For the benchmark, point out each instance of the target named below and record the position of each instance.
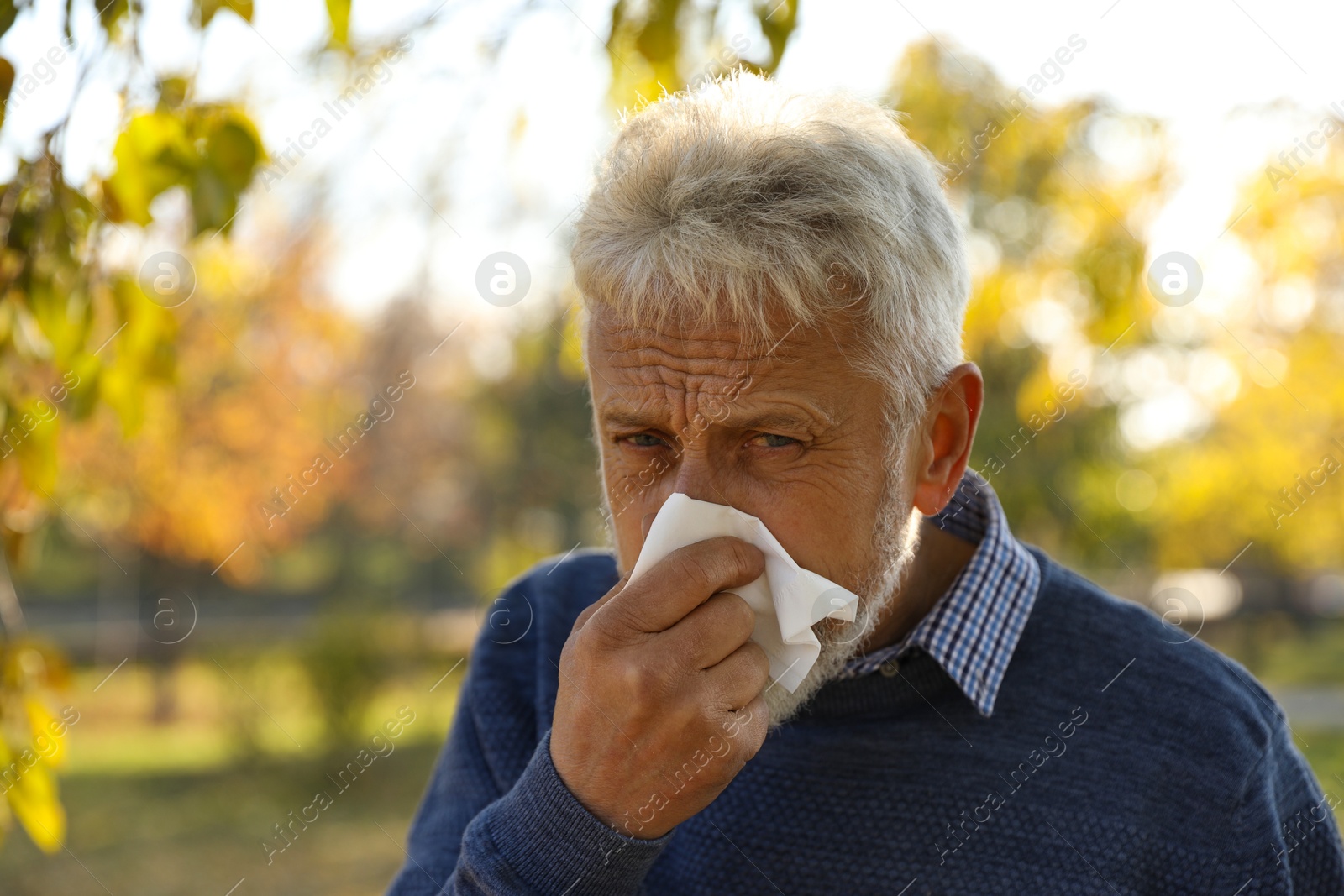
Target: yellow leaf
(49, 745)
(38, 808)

^^^^

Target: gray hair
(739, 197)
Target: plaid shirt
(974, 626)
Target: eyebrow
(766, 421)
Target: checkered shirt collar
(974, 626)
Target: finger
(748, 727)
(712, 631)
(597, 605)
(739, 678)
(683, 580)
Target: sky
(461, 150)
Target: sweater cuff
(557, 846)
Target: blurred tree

^^^^

Reproduce the records from the line containing "Target: plaid shirt" through the line containing "Target: blurred tree", both of those lines included.

Target: plaid shirt
(974, 626)
Target: eyebrow
(766, 421)
Target: checkered shirt collar
(974, 626)
Target: finger
(748, 727)
(712, 631)
(597, 605)
(739, 678)
(683, 580)
Target: sky
(461, 150)
Target: sweater cuff
(557, 846)
Target: blurred tree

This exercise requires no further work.